• Data section:
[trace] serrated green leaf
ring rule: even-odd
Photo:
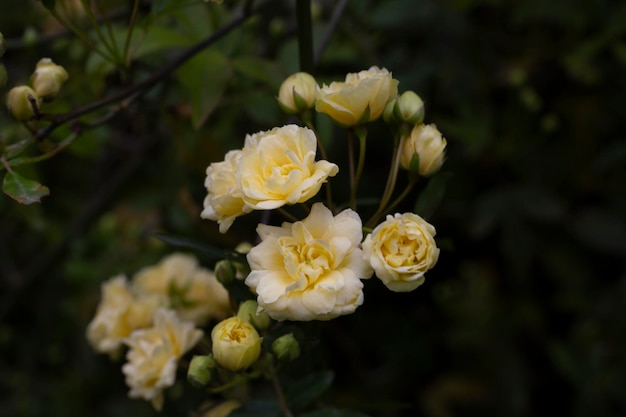
[[[39,203],[42,197],[50,194],[48,187],[16,172],[7,172],[2,181],[2,190],[20,204]]]
[[[228,417],[282,417],[283,412],[275,401],[252,401],[232,411]]]
[[[332,384],[335,374],[327,370],[306,376],[289,386],[287,402],[293,408],[306,407],[318,399]]]
[[[413,211],[426,219],[430,218],[443,200],[450,177],[451,174],[445,172],[431,177],[415,201]]]
[[[197,129],[219,104],[232,69],[222,52],[208,49],[181,66],[177,76],[191,103],[191,120]]]

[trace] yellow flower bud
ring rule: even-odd
[[[287,77],[278,90],[278,104],[287,114],[302,113],[315,104],[317,82],[311,74],[297,72]]]
[[[435,125],[416,125],[404,138],[400,166],[420,175],[431,175],[443,164],[446,143]]]
[[[59,94],[61,86],[68,77],[65,68],[56,65],[50,58],[42,58],[37,63],[31,82],[33,89],[44,101],[52,101]]]
[[[265,312],[265,310],[260,312],[258,310],[259,303],[257,303],[255,300],[246,300],[241,303],[241,305],[239,305],[237,317],[247,321],[259,330],[265,330],[270,327],[272,319]]]
[[[231,371],[247,368],[261,355],[263,339],[250,323],[239,317],[219,322],[211,331],[211,340],[213,357]]]
[[[7,108],[17,120],[31,120],[39,112],[41,99],[29,86],[13,87],[7,94]]]
[[[274,340],[272,352],[278,360],[289,362],[300,356],[300,344],[293,334],[289,333]]]
[[[394,114],[399,121],[420,124],[424,121],[424,102],[413,91],[405,91],[396,100]]]
[[[212,373],[215,369],[215,359],[211,355],[196,355],[191,358],[187,370],[187,380],[197,387],[204,387],[211,382]]]

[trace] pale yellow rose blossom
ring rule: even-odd
[[[247,135],[236,174],[246,206],[270,210],[315,196],[339,170],[315,161],[316,150],[313,131],[297,125]]]
[[[239,317],[230,317],[211,331],[213,357],[221,366],[240,371],[252,365],[261,354],[263,339],[256,329]]]
[[[346,75],[345,82],[323,85],[315,110],[343,126],[354,126],[378,119],[387,102],[398,95],[398,80],[385,68],[371,67]]]
[[[173,253],[141,269],[133,277],[133,287],[140,294],[165,298],[181,319],[198,325],[231,312],[228,291],[192,255]]]
[[[388,215],[363,242],[365,259],[387,288],[412,291],[437,263],[435,228],[413,213]]]
[[[87,340],[100,353],[117,357],[124,338],[152,324],[154,311],[164,305],[160,297],[138,297],[124,275],[102,284],[102,300],[87,326]]]
[[[446,154],[446,140],[435,125],[415,125],[409,136],[403,139],[400,166],[411,169],[413,155],[419,156],[420,175],[434,174],[441,168]]]
[[[316,203],[302,221],[260,224],[261,243],[248,253],[246,278],[259,307],[275,320],[330,320],[363,303],[362,278],[372,275],[359,248],[361,219],[346,209],[333,217]]]
[[[237,217],[252,211],[244,204],[235,179],[240,158],[241,150],[230,151],[224,161],[210,164],[206,171],[204,185],[208,194],[200,217],[216,220],[220,233],[226,233]]]
[[[202,338],[202,330],[181,321],[173,310],[160,308],[154,325],[135,330],[125,340],[129,346],[122,366],[128,396],[151,401],[156,410],[163,406],[163,389],[174,384],[178,360]]]

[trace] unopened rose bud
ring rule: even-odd
[[[278,91],[278,104],[287,114],[302,113],[315,105],[317,82],[311,74],[297,72],[283,81]]]
[[[237,270],[233,263],[227,259],[215,264],[215,278],[225,287],[230,285],[236,278]]]
[[[424,121],[424,101],[413,91],[405,91],[396,100],[394,114],[399,121],[420,124]]]
[[[7,94],[7,108],[17,120],[31,120],[39,112],[41,99],[35,91],[26,86],[13,87]]]
[[[4,40],[4,35],[2,33],[0,33],[0,58],[2,58],[2,55],[4,55],[4,52],[7,50],[7,45],[6,42]]]
[[[255,300],[246,300],[239,305],[237,317],[252,324],[258,330],[270,327],[272,319],[265,311],[258,311],[259,303]]]
[[[0,64],[0,88],[7,85],[8,78],[7,69],[4,67],[4,64]]]
[[[274,340],[272,352],[278,360],[289,362],[300,356],[300,344],[293,334],[289,333]]]
[[[400,166],[420,175],[431,175],[443,164],[446,144],[435,125],[416,125],[404,139]]]
[[[263,339],[250,323],[239,317],[219,322],[211,331],[211,340],[213,357],[231,371],[249,367],[261,355]]]
[[[211,355],[194,356],[187,370],[187,380],[199,388],[204,387],[211,382],[215,366],[215,359]]]
[[[52,62],[50,58],[42,58],[31,77],[33,89],[44,101],[52,101],[61,90],[69,75],[65,68]]]

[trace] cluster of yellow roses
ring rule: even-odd
[[[215,275],[193,256],[174,253],[130,281],[119,275],[104,282],[87,340],[113,358],[128,347],[122,371],[129,396],[160,409],[179,359],[202,338],[196,327],[230,313],[228,292]]]
[[[315,109],[351,128],[379,118],[403,124],[397,164],[430,175],[443,163],[446,141],[422,123],[424,104],[414,92],[398,96],[398,81],[372,67],[345,82],[318,86],[307,73],[288,77],[279,90],[280,107],[303,115]],[[412,126],[407,129],[407,125]],[[313,198],[338,166],[317,160],[313,130],[295,124],[248,135],[241,150],[207,168],[207,196],[201,216],[224,233],[236,217]],[[276,320],[329,320],[349,314],[363,302],[362,279],[373,273],[393,291],[411,291],[437,262],[435,228],[413,213],[388,215],[363,240],[357,212],[334,215],[321,202],[302,221],[260,224],[261,242],[247,255],[245,283],[259,308]]]

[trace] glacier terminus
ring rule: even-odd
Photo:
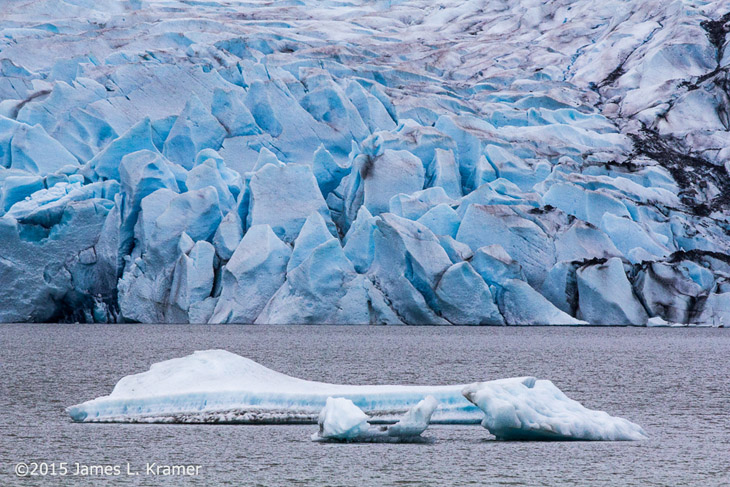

• Challenge: Copy every one of the records above word for word, but leave out the pictures.

• Final result:
[trace] serrated green leaf
ring rule: even-odd
Photo:
[[[39,203],[42,197],[50,194],[48,187],[16,172],[7,172],[2,181],[2,190],[20,204]]]
[[[228,417],[282,417],[283,412],[275,401],[252,401],[232,411]]]
[[[332,384],[335,374],[327,370],[306,376],[289,386],[287,402],[293,408],[306,407],[318,399]]]
[[[413,211],[426,219],[430,218],[443,200],[450,177],[451,174],[445,172],[431,177],[415,201]]]
[[[197,129],[219,104],[232,69],[222,52],[208,49],[181,66],[177,76],[191,103],[191,120]]]

[trace] yellow flower bud
ring rule: even-odd
[[[287,77],[278,90],[278,104],[287,114],[302,113],[315,104],[317,82],[311,74],[297,72]]]
[[[435,125],[416,125],[404,138],[400,166],[420,175],[431,175],[443,164],[446,143]]]
[[[59,94],[61,86],[68,77],[65,68],[56,65],[50,58],[42,58],[37,63],[31,82],[33,89],[44,101],[52,101]]]
[[[265,312],[265,310],[260,312],[258,310],[259,303],[257,303],[255,300],[246,300],[241,303],[241,305],[239,305],[237,317],[247,321],[259,330],[265,330],[270,327],[272,319]]]
[[[231,371],[247,368],[261,355],[263,339],[250,323],[239,317],[219,322],[211,331],[211,340],[213,357]]]
[[[7,108],[17,120],[31,120],[39,112],[41,99],[29,86],[13,87],[7,94]]]
[[[274,340],[272,352],[278,360],[289,362],[300,356],[300,344],[293,334],[289,333]]]
[[[394,114],[399,121],[420,124],[424,121],[424,102],[413,91],[405,91],[396,100]]]
[[[212,373],[215,369],[215,359],[211,355],[196,355],[191,358],[187,370],[187,380],[197,387],[204,387],[211,382]]]

[trace] pale yellow rose blossom
ring rule: even-odd
[[[247,135],[236,174],[246,206],[270,210],[315,196],[339,170],[315,161],[316,150],[313,131],[297,125]]]
[[[239,317],[230,317],[211,331],[213,357],[221,366],[240,371],[252,365],[261,354],[263,339],[256,329]]]
[[[346,75],[345,82],[323,85],[315,110],[343,126],[354,126],[378,119],[387,102],[398,95],[398,80],[385,68],[371,67]]]
[[[173,253],[141,269],[133,277],[133,287],[140,294],[165,298],[181,319],[198,325],[231,312],[228,291],[192,255]]]
[[[388,215],[363,242],[365,259],[387,288],[412,291],[437,263],[435,228],[413,213]]]
[[[87,340],[100,353],[117,357],[124,338],[152,324],[154,311],[164,305],[160,297],[138,297],[124,275],[102,284],[102,300],[87,326]]]
[[[446,154],[446,140],[435,125],[415,125],[409,136],[403,139],[400,166],[411,169],[413,155],[419,156],[420,175],[434,174],[441,168]]]
[[[316,203],[302,221],[260,224],[261,243],[248,253],[246,278],[259,307],[275,320],[330,320],[363,303],[362,278],[372,275],[359,248],[361,219],[346,209],[333,217]]]
[[[237,217],[252,211],[244,204],[235,179],[240,158],[241,150],[230,151],[224,161],[210,164],[206,171],[204,185],[208,194],[200,217],[216,220],[220,233],[226,233]]]
[[[202,338],[202,330],[181,321],[173,310],[160,308],[154,325],[135,330],[125,340],[129,346],[122,366],[128,396],[151,401],[156,410],[163,406],[163,389],[174,384],[178,360]]]

[trace] unopened rose bud
ring rule: even-odd
[[[278,91],[278,104],[287,114],[302,113],[315,105],[317,82],[311,74],[297,72],[283,81]]]
[[[237,270],[233,263],[227,259],[215,264],[215,278],[225,287],[230,285],[236,278]]]
[[[424,121],[424,101],[413,91],[405,91],[396,100],[394,114],[399,121],[420,124]]]
[[[7,94],[7,108],[17,120],[31,120],[39,112],[41,99],[35,91],[26,86],[13,87]]]
[[[4,40],[4,35],[2,33],[0,33],[0,58],[2,58],[2,55],[4,55],[4,52],[7,50],[7,45],[6,42]]]
[[[255,300],[246,300],[239,305],[237,317],[252,324],[258,330],[270,327],[272,319],[265,311],[258,311],[259,303]]]
[[[0,64],[0,88],[7,85],[8,78],[7,69],[4,67],[4,64]]]
[[[274,340],[272,352],[278,360],[289,362],[300,356],[300,344],[293,334],[289,333]]]
[[[400,166],[420,175],[431,175],[443,164],[446,144],[435,125],[416,125],[404,139]]]
[[[263,339],[250,323],[239,317],[219,322],[211,331],[211,340],[213,357],[231,371],[249,367],[261,355]]]
[[[211,355],[194,356],[187,370],[187,380],[199,388],[204,387],[211,382],[215,366],[215,359]]]
[[[52,62],[50,58],[42,58],[31,77],[33,89],[44,101],[52,101],[61,90],[69,75],[65,68]]]

[trace] cluster of yellow roses
ring rule: even-odd
[[[215,275],[193,256],[174,253],[130,281],[119,275],[104,282],[87,340],[113,358],[128,347],[122,371],[129,396],[160,409],[179,359],[202,338],[196,327],[230,313],[228,292]]]
[[[315,109],[351,128],[379,118],[403,124],[397,164],[430,175],[443,163],[446,141],[422,123],[424,104],[414,92],[398,96],[398,81],[372,67],[345,82],[318,86],[307,73],[288,77],[279,90],[280,107],[303,115]],[[412,126],[407,129],[407,125]],[[313,198],[338,166],[317,160],[313,130],[295,124],[248,135],[241,150],[207,168],[207,196],[201,216],[224,233],[236,217]],[[276,320],[329,320],[349,314],[363,302],[362,279],[373,273],[393,291],[411,291],[437,262],[435,228],[413,213],[388,215],[363,240],[357,212],[334,215],[321,202],[302,221],[260,224],[261,242],[247,255],[245,283],[259,308]]]

[trace] glacier terminus
ring rule: even-odd
Photo:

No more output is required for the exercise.